A expectativa da ZERO é que os países apresentem um plano com medidas concretas e, especialmente, de curto prazo. Não basta dizer que "queremos ser neutros em carbono em 2050". Para Pedro Nunes, são objetivos de demasiado longo prazo. Neste momento, tendo em conta o cenário atual, o importante são as metas e as medidas concretas a atingir até 2030.

A par da ambição, há outra questão importante tanto para a ZERO como para a ANP|WWF: a questão do financiamento do combate às alterações climáticas - a par da compensação dos países já afetados por essas mesmas alterações.

Isto é importante porque as medidas de alteração e/ou adaptação são soluções caras, principalmente para os países mais vulneráveis que, curiosamente, tendem a ser os mais prejudicados pelas alterações climáticas. Veja-se a seca em África, por exemplo. Ainda por cima, constata Pedro Nunes, são países que, historicamente, não emitem emissões.

Para o ambientalista seria importante que nesta COP os países ricos mostrassem alguma solidariedade global no sentido de pagarem estes esforços a estes países (os mais vulneráveis) que, ainda por cima, historicamente, não têm sido pagos. "Em Copenhaga, em 2009, foi acordado que, até 2020, iria haver um esforço anual de 100 mil milhões de dólares de pagamento a estes países mais vulneráveis e mais pobres para o combate às alterações climáticas - quer em termos de mitigação como adaptação - e isso não foi cumprido." Segundo dados da OCDE, foram pagos cerca de 80 mil milhões. Ou seja, há um saldo negativo de cerca de 20% do valor inicial definido.

É essencial criar um mecanismo de financiamento para concretizar as indemnizações que as economias ricas têm de pagar às mais pobres.  Pedro Nunes, Ambientalista da ZERO
Hoje, mais do que simplesmente garantir que essa verba vai ser conseguida, e paga, é garantir que esse valor vai ser ultrapassado. Essa é a opinião do responsável da ZERO, que refere que o que "está em cima da mesa é que, até 2025, seja conseguido um esforço de 600 mil milhões de dólares".
··········
◆ **Conjunto de tarefas**:
[a] Segundo o excerto, que esforço financeiro está em cima da mesa até 2025?
[b] Transcreva do excerto o trecho que vai de "A par da ambição, há" até "essas mesmas alterações.".
As linhas que vêm a seguir são material independente do excerto.
··········
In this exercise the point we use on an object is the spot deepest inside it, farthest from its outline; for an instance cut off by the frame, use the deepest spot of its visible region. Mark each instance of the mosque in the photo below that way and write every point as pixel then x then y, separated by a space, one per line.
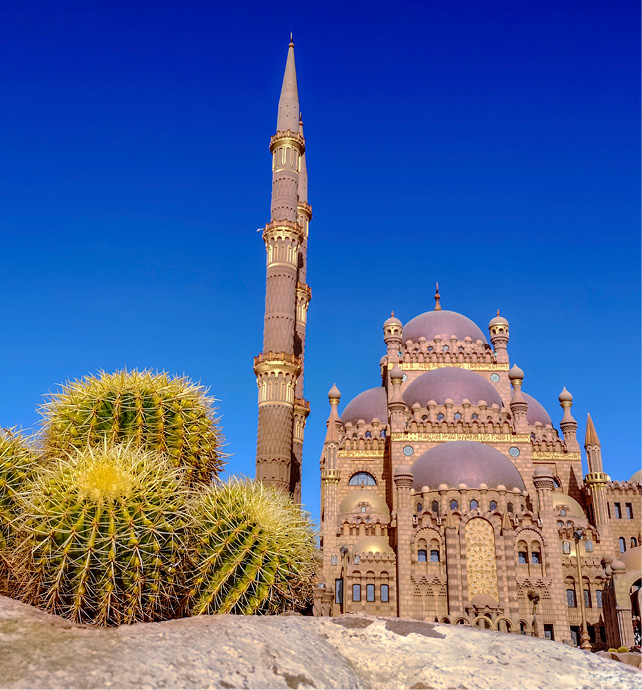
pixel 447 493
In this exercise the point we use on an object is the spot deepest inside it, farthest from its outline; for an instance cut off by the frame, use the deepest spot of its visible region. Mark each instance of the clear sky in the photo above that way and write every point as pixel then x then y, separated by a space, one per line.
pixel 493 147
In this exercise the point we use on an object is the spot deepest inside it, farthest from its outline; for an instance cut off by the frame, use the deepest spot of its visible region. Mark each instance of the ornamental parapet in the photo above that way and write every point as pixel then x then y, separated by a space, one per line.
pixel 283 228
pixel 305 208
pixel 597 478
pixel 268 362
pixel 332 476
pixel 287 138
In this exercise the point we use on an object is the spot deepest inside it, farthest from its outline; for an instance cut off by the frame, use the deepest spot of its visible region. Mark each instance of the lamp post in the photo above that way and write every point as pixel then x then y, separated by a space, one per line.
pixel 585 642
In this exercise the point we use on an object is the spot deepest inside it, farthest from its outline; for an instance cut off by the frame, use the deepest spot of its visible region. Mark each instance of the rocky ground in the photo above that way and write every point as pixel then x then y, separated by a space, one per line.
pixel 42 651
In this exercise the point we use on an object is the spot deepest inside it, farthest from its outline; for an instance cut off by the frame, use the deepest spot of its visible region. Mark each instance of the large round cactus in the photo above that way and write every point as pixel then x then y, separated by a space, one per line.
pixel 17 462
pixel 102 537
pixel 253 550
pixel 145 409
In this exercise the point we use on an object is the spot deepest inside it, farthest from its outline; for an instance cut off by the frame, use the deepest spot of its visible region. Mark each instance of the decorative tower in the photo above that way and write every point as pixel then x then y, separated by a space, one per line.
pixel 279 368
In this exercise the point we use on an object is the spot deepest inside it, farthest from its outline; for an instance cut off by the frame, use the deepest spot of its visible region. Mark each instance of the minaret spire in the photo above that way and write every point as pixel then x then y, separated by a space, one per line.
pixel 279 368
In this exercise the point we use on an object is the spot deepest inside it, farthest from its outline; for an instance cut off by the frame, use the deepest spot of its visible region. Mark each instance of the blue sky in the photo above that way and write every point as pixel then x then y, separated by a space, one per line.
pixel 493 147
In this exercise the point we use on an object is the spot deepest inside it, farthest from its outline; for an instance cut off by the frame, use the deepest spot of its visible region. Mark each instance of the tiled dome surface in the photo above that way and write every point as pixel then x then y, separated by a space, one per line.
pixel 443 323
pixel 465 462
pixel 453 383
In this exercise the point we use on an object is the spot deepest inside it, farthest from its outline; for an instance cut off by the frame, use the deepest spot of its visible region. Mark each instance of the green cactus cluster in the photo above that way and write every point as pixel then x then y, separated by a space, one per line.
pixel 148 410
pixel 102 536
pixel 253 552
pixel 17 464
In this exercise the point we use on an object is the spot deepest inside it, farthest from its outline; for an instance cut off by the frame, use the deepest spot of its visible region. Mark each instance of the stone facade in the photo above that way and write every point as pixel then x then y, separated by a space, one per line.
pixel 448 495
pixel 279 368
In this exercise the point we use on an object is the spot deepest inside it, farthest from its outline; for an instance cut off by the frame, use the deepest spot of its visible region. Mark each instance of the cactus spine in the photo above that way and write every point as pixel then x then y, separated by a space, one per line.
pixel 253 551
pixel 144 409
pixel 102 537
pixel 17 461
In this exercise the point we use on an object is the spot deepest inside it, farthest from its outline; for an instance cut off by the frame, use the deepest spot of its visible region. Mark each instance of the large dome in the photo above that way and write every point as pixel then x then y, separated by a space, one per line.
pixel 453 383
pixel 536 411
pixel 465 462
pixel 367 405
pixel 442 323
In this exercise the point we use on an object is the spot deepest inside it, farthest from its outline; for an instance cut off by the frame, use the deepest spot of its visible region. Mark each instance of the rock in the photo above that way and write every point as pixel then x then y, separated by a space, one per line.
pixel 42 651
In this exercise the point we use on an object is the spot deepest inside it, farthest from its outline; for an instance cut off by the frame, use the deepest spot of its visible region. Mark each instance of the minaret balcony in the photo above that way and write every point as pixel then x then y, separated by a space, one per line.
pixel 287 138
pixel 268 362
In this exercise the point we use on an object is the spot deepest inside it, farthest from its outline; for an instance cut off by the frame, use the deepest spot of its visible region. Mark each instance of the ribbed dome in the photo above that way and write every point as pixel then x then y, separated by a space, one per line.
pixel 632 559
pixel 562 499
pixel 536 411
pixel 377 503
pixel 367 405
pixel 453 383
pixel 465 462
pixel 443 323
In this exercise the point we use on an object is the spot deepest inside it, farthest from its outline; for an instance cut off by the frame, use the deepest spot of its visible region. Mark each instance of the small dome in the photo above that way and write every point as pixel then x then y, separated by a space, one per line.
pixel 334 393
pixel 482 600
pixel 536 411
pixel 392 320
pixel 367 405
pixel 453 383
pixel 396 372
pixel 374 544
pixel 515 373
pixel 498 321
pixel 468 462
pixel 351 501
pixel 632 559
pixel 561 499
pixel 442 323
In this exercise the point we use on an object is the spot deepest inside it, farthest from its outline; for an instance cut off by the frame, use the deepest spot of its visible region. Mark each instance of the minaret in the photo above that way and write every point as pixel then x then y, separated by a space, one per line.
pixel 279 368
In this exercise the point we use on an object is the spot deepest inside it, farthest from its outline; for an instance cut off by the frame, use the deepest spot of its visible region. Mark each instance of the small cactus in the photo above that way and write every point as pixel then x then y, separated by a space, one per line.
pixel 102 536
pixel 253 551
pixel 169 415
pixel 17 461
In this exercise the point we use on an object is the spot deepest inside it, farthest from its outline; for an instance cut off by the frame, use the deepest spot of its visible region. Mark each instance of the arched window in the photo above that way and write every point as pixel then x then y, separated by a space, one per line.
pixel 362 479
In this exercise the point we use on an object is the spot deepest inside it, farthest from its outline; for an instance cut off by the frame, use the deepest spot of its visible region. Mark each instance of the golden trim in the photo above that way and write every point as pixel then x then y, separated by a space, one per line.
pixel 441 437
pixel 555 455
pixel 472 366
··········
◆ **Respostas por tarefa**:
[a] Um esforço de 600 mil milhões de dólares.

[b]
A par da ambição, há outra questão importante tanto para a ZERO como para a ANP|WWF: a questão do financiamento do combate às alterações climáticas - a par da compensação dos países já afetados por essas mesmas alterações.